WHAT TO WORK ON: Can you transcribe, word for word, the lines from the one containing "fence is. Provide bounding box coordinates." through the one containing "[84,0,544,137]", including both of those lines?

EXTRACTED RECORDS:
________________________________________
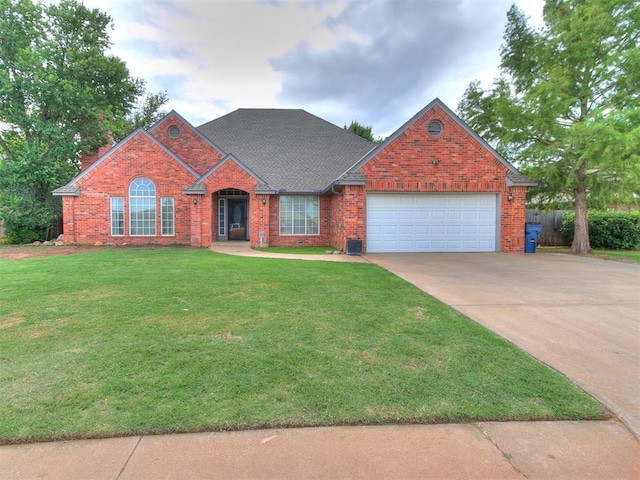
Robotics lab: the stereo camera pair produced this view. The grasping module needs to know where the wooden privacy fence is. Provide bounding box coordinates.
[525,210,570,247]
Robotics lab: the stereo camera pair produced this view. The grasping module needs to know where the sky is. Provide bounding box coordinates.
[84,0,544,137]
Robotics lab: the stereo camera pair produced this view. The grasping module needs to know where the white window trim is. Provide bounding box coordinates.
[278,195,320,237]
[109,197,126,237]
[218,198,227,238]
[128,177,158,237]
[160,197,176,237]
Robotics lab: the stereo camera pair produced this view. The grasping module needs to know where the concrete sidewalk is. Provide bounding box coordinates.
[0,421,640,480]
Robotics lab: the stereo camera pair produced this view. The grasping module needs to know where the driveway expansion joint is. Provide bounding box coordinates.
________________________________________
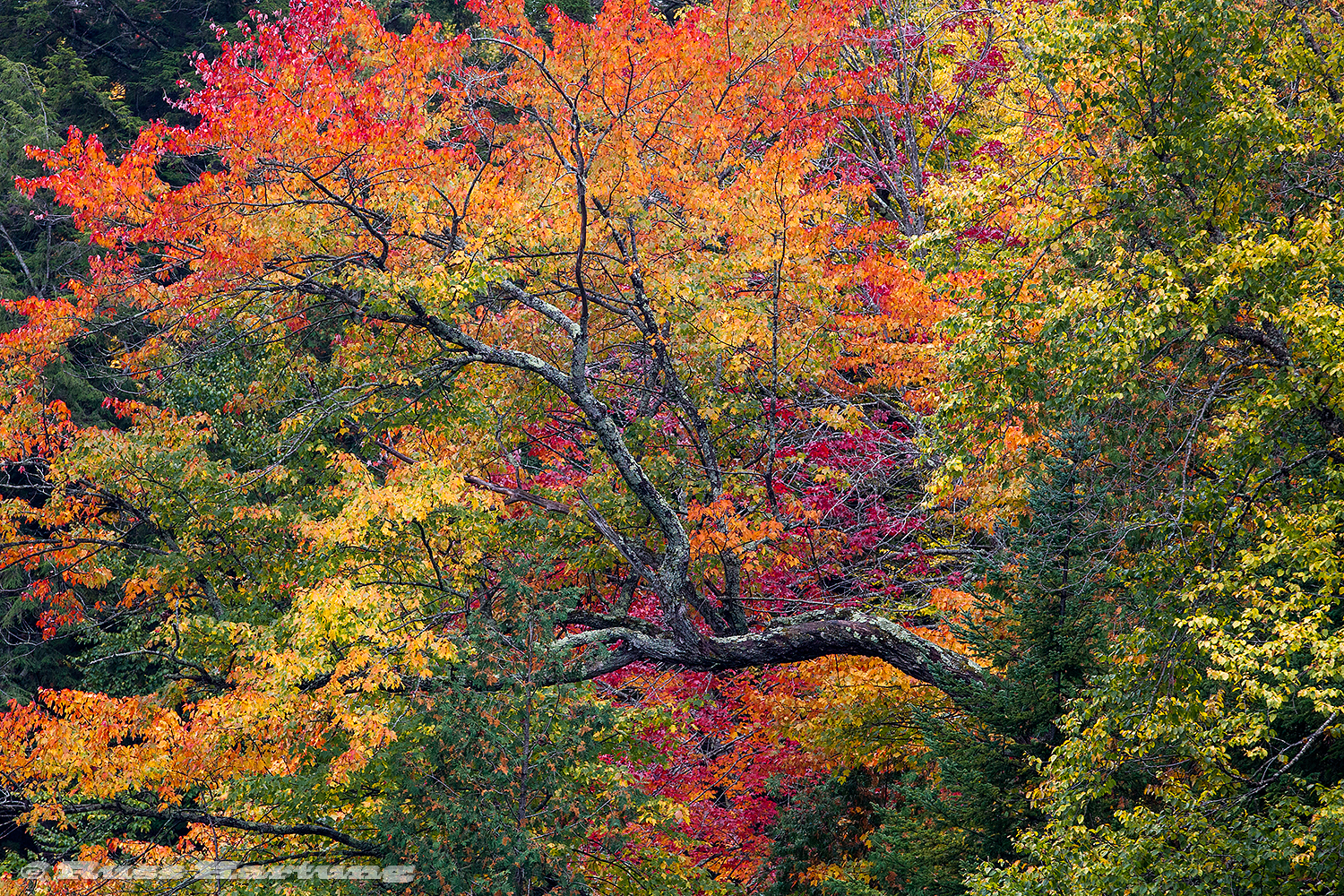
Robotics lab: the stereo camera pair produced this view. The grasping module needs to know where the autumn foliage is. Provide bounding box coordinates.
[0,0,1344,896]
________________________________________
ANSWER TO THE PROBLEM:
Robotics lab: the stereo camera pair produced this view. The grasping module needs to know where the wooden privacy fence is. Provide bounding box coordinates.
[525,210,570,247]
Robotics lab: the stereo camera pair produced this view. The grasping module needs to know where the sky is. Provide bounding box coordinates.
[84,0,544,137]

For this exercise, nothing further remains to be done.